[Extracted data entries]
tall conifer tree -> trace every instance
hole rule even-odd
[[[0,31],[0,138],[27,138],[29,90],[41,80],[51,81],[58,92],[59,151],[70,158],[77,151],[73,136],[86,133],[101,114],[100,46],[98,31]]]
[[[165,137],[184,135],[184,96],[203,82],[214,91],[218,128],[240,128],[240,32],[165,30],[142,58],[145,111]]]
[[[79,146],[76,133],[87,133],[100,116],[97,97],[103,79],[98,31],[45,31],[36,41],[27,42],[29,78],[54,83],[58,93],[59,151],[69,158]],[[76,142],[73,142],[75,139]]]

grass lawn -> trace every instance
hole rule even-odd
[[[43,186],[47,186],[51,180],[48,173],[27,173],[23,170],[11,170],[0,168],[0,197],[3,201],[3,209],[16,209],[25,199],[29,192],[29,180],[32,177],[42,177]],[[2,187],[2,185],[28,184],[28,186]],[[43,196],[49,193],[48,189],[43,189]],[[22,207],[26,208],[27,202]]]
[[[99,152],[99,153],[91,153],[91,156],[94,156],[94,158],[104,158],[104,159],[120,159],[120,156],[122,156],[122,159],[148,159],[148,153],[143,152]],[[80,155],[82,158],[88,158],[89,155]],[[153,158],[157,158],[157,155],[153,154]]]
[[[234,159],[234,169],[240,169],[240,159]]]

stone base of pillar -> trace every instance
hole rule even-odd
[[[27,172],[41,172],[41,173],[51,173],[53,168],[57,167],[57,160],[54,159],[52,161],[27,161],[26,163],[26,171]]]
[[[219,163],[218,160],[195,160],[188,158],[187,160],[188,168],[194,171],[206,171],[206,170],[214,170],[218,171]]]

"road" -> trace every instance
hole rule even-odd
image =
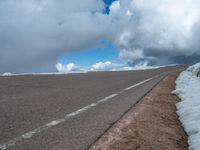
[[[183,68],[0,77],[0,150],[87,149],[164,76]]]

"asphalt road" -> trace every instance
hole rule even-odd
[[[0,77],[0,150],[87,149],[164,76],[183,68]]]

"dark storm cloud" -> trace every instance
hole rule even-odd
[[[100,0],[0,1],[0,72],[53,71],[62,53],[109,38],[103,9]]]
[[[121,59],[156,65],[200,61],[198,0],[121,0],[118,5],[113,18],[126,22],[116,40]]]

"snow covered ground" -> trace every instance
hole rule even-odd
[[[189,149],[200,149],[200,63],[190,66],[176,80],[173,92],[181,99],[177,106],[177,114],[187,132]]]

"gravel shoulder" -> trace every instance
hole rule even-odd
[[[165,77],[100,137],[90,150],[186,150],[185,134],[172,95],[179,73]]]

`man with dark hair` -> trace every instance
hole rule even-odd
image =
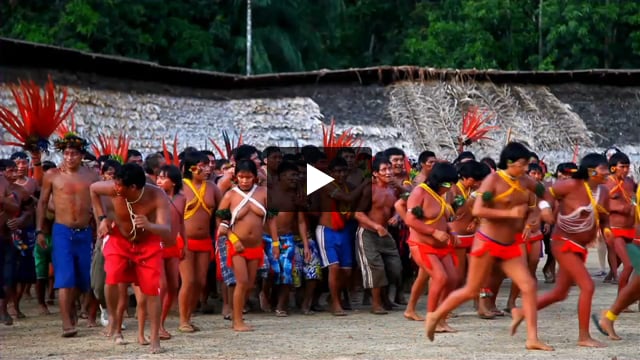
[[[387,286],[397,284],[402,273],[396,242],[387,230],[389,219],[394,215],[393,204],[398,197],[389,185],[392,177],[389,159],[376,157],[373,176],[376,182],[372,188],[371,210],[355,214],[359,224],[356,259],[362,271],[364,288],[371,289],[371,313],[383,315],[387,313],[385,306],[390,305]]]
[[[427,181],[433,165],[438,161],[433,151],[425,150],[418,156],[418,164],[420,165],[420,173],[413,179],[413,186],[418,186]]]
[[[73,304],[79,292],[91,286],[91,201],[89,187],[98,181],[98,174],[82,166],[87,142],[75,135],[67,135],[55,142],[62,152],[61,169],[47,171],[36,208],[36,239],[38,246],[47,248],[45,221],[49,200],[56,211],[51,233],[51,258],[55,271],[54,287],[59,289],[62,336],[73,337],[76,330],[76,310]],[[71,190],[70,190],[71,189]]]
[[[164,156],[159,153],[154,153],[147,156],[144,159],[144,172],[147,173],[147,182],[154,184],[157,181],[160,168],[166,163]]]
[[[114,220],[105,215],[101,196],[111,199]],[[169,198],[155,185],[147,183],[144,170],[137,164],[125,164],[114,180],[91,185],[91,204],[104,240],[106,297],[115,342],[124,344],[122,313],[118,305],[118,284],[140,286],[142,300],[148,305],[151,320],[151,353],[160,352],[160,280],[162,247],[172,246]],[[139,314],[141,316],[142,314]]]
[[[10,183],[4,177],[4,171],[10,160],[0,160],[0,322],[5,325],[12,325],[13,319],[7,313],[7,302],[4,292],[5,275],[5,254],[11,250],[9,243],[9,229],[6,227],[7,220],[13,217],[19,210],[18,199],[9,191]]]
[[[142,153],[135,149],[129,149],[129,151],[127,151],[127,162],[142,166],[144,163],[142,160]]]

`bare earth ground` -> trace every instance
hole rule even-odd
[[[597,254],[592,249],[588,261],[592,272],[597,270]],[[542,279],[542,276],[539,275]],[[610,305],[615,298],[616,286],[603,284],[595,278],[597,288],[594,312]],[[498,299],[503,307],[508,295],[505,283]],[[540,291],[550,288],[539,282]],[[617,322],[618,334],[624,340],[606,340],[592,325],[592,335],[609,344],[605,349],[578,348],[577,289],[561,304],[540,313],[540,336],[556,348],[555,352],[531,352],[524,349],[525,327],[514,337],[508,334],[510,318],[481,320],[467,303],[457,310],[459,316],[450,324],[460,330],[457,334],[436,335],[433,343],[426,340],[422,322],[409,322],[402,311],[386,316],[368,313],[360,308],[349,316],[335,318],[328,313],[313,316],[293,314],[288,318],[250,313],[252,333],[234,333],[230,322],[220,315],[198,315],[195,323],[202,328],[194,334],[178,334],[176,316],[171,316],[168,329],[173,339],[163,341],[166,350],[160,355],[149,355],[148,347],[136,340],[135,319],[125,319],[128,327],[124,336],[126,346],[114,345],[101,333],[102,327],[80,328],[73,339],[60,337],[60,320],[56,315],[37,316],[35,300],[24,306],[26,319],[15,325],[0,325],[0,358],[2,359],[640,359],[640,313],[624,313]],[[421,299],[419,308],[425,308]],[[51,309],[57,312],[57,307]],[[634,310],[637,307],[633,306]],[[81,320],[83,326],[86,320]],[[148,330],[147,330],[148,334]]]

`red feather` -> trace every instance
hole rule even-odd
[[[169,155],[169,149],[167,143],[162,139],[162,154],[167,165],[174,165],[180,167],[180,159],[178,159],[178,134],[173,137],[173,154]],[[173,159],[171,158],[173,156]]]
[[[75,116],[73,116],[73,112],[70,115],[71,115],[71,122],[67,124],[66,121],[63,121],[60,123],[60,125],[56,129],[56,135],[58,135],[61,138],[64,138],[68,134],[78,133],[78,131],[76,130],[76,118]]]
[[[464,146],[471,145],[480,140],[493,140],[486,136],[490,131],[498,129],[497,126],[489,126],[487,123],[493,119],[492,114],[488,114],[485,110],[480,110],[477,106],[469,108],[462,118],[462,129],[458,138],[462,152]]]
[[[91,144],[91,149],[97,158],[111,156],[124,164],[127,162],[130,141],[129,137],[122,133],[117,138],[112,135],[98,134],[96,141]]]
[[[338,150],[341,147],[356,148],[356,153],[358,153],[359,148],[363,145],[363,141],[352,133],[352,129],[344,130],[340,136],[336,137],[335,127],[335,118],[331,118],[328,129],[322,124],[322,145],[329,161],[337,156]]]
[[[21,146],[27,151],[47,151],[49,137],[69,116],[76,103],[65,107],[67,89],[61,88],[57,94],[50,76],[42,92],[33,81],[20,80],[18,85],[9,85],[9,88],[16,102],[17,114],[0,106],[0,125],[17,141],[5,144]]]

== Required work ==
Write out the entries above verbatim, without pictures.

== Result for this task ==
tall conifer tree -> trace every instance
hole rule even-odd
[[[0,31],[0,138],[27,138],[29,90],[41,80],[51,81],[58,92],[59,151],[70,158],[77,151],[73,136],[86,133],[101,114],[100,46],[98,31]]]
[[[165,137],[184,135],[184,96],[203,82],[214,91],[218,128],[240,128],[240,32],[165,30],[142,58],[145,111]]]
[[[79,146],[76,133],[87,133],[100,116],[97,97],[103,79],[98,31],[45,31],[36,41],[27,42],[29,78],[54,83],[58,93],[59,151],[69,158]],[[76,142],[73,142],[75,139]]]

grass lawn -> trace every instance
hole rule even-odd
[[[43,186],[47,186],[51,180],[48,173],[27,173],[23,170],[11,170],[0,168],[0,197],[3,201],[3,209],[16,209],[25,199],[29,192],[29,180],[32,177],[42,177]],[[2,187],[2,185],[28,184],[28,186]],[[43,196],[49,193],[48,189],[43,189]],[[22,207],[26,208],[27,202]]]
[[[99,152],[99,153],[91,153],[91,156],[94,156],[94,158],[104,158],[104,159],[120,159],[120,156],[122,156],[122,159],[148,159],[148,153],[143,152]],[[80,155],[82,158],[88,158],[89,155]],[[153,158],[157,158],[157,155],[153,154]]]
[[[234,159],[234,169],[240,169],[240,159]]]

stone base of pillar -> trace every instance
hole rule even-odd
[[[27,172],[41,172],[41,173],[51,173],[53,168],[57,167],[57,160],[54,159],[52,161],[27,161],[26,163],[26,171]]]
[[[219,163],[218,160],[195,160],[188,158],[187,160],[188,168],[194,171],[206,171],[206,170],[214,170],[218,171]]]

"road" -> trace every instance
hole rule even-odd
image =
[[[183,68],[0,77],[0,150],[87,149],[164,76]]]

"asphalt road" -> trace every instance
hole rule even-odd
[[[0,77],[0,150],[87,149],[164,76],[183,68]]]

"dark storm cloud" -> trace every instance
hole rule even-odd
[[[100,0],[0,1],[0,72],[53,71],[62,53],[109,38],[103,9]]]
[[[121,59],[156,65],[200,61],[198,0],[121,0],[118,5],[113,18],[126,22],[116,40]]]

"snow covered ground" -> trace every instance
hole rule even-odd
[[[189,149],[200,149],[200,63],[190,66],[176,80],[173,92],[181,99],[177,106],[177,114],[187,132]]]

"gravel shoulder" -> trace every instance
hole rule even-odd
[[[165,77],[100,137],[90,150],[186,150],[185,134],[172,95],[179,73]]]

`man with dark hair` -> trace every instance
hole rule even-odd
image =
[[[387,286],[397,284],[402,273],[396,242],[387,230],[389,219],[394,215],[393,204],[398,197],[389,185],[392,177],[389,159],[376,157],[373,176],[376,182],[372,188],[371,210],[355,214],[359,224],[356,259],[362,271],[364,288],[371,289],[371,313],[383,315],[387,313],[385,306],[390,305]]]
[[[427,181],[433,165],[438,161],[433,151],[425,150],[418,156],[418,164],[420,165],[420,173],[413,179],[413,186],[418,186]]]
[[[73,304],[79,292],[91,286],[91,201],[89,187],[98,181],[98,174],[82,166],[87,142],[75,135],[67,135],[55,142],[62,152],[61,169],[47,171],[36,208],[36,239],[38,246],[47,248],[45,221],[49,200],[56,211],[51,233],[51,258],[55,271],[54,287],[59,289],[62,336],[73,337],[76,330],[76,310]],[[71,190],[70,190],[71,189]]]
[[[164,156],[159,153],[154,153],[147,156],[144,159],[144,172],[147,173],[147,182],[154,184],[157,181],[160,168],[166,163]]]
[[[114,220],[105,215],[101,196],[111,199]],[[169,198],[155,185],[147,183],[144,170],[137,164],[125,164],[114,180],[91,185],[91,204],[104,240],[106,297],[115,342],[124,344],[122,313],[118,305],[118,284],[140,286],[142,300],[148,305],[151,320],[151,353],[160,352],[160,280],[162,247],[172,246]],[[139,314],[141,316],[142,314]]]
[[[10,183],[4,177],[4,171],[10,160],[0,160],[0,322],[5,325],[12,325],[13,319],[7,313],[7,302],[4,292],[5,275],[5,254],[11,250],[9,243],[9,229],[6,227],[7,220],[13,217],[19,210],[18,199],[9,191]]]
[[[142,153],[135,149],[129,149],[129,151],[127,151],[127,162],[142,166],[144,163],[142,160]]]

`bare earth ground` -> trace every instance
hole rule even-odd
[[[597,254],[592,249],[588,261],[592,272],[597,270]],[[542,279],[542,276],[539,275]],[[610,305],[615,298],[616,286],[603,284],[595,278],[597,288],[594,312]],[[498,299],[503,307],[508,295],[505,283]],[[540,291],[550,288],[539,282]],[[617,322],[618,334],[624,340],[606,340],[592,325],[592,335],[609,344],[605,349],[578,348],[577,289],[561,304],[540,313],[540,336],[556,348],[555,352],[531,352],[524,349],[525,327],[514,337],[508,334],[510,318],[481,320],[467,303],[457,310],[459,316],[450,324],[460,330],[457,334],[436,335],[433,343],[426,340],[422,322],[409,322],[402,311],[386,316],[368,313],[360,308],[349,316],[335,318],[328,313],[313,316],[293,314],[288,318],[250,313],[252,333],[234,333],[230,322],[220,315],[198,315],[195,323],[202,328],[194,334],[178,334],[176,316],[171,316],[168,329],[173,339],[163,341],[166,350],[160,355],[149,355],[148,347],[136,340],[135,319],[125,319],[128,327],[124,336],[126,346],[114,345],[101,333],[102,327],[80,328],[73,339],[60,337],[60,320],[56,315],[37,316],[35,300],[24,306],[26,319],[15,325],[0,325],[0,358],[2,359],[640,359],[640,313],[624,313]],[[421,299],[419,308],[425,308]],[[51,309],[57,312],[57,307]],[[634,310],[637,307],[633,306]],[[81,320],[83,326],[86,320]],[[148,330],[147,330],[148,334]]]

`red feather` -> trace every instance
hole rule even-odd
[[[169,155],[169,149],[167,143],[162,139],[162,154],[167,165],[174,165],[180,167],[180,159],[178,159],[178,134],[173,137],[173,154]],[[173,159],[171,158],[173,156]]]
[[[75,116],[73,116],[73,112],[70,115],[71,115],[71,122],[67,124],[66,121],[63,121],[60,123],[60,125],[56,129],[56,135],[58,135],[61,138],[64,138],[68,134],[78,133],[78,131],[76,130],[76,118]]]
[[[464,146],[471,145],[480,140],[493,140],[486,136],[490,131],[498,129],[497,126],[489,126],[487,123],[493,119],[492,114],[488,114],[485,110],[480,110],[477,106],[469,108],[462,118],[462,129],[458,138],[462,152]]]
[[[91,144],[91,149],[97,158],[111,156],[124,164],[127,162],[130,141],[129,137],[122,133],[117,138],[112,135],[98,134],[96,141]]]
[[[338,150],[341,147],[356,148],[356,153],[358,153],[359,148],[363,145],[363,141],[352,133],[352,129],[344,130],[340,136],[336,137],[335,127],[335,118],[331,118],[328,129],[322,124],[322,145],[329,161],[337,156]]]
[[[21,146],[27,151],[47,151],[49,137],[69,116],[76,103],[65,107],[67,89],[61,88],[57,94],[50,76],[42,92],[33,81],[20,80],[18,85],[9,85],[9,88],[16,102],[17,114],[0,106],[0,125],[17,141],[5,144]]]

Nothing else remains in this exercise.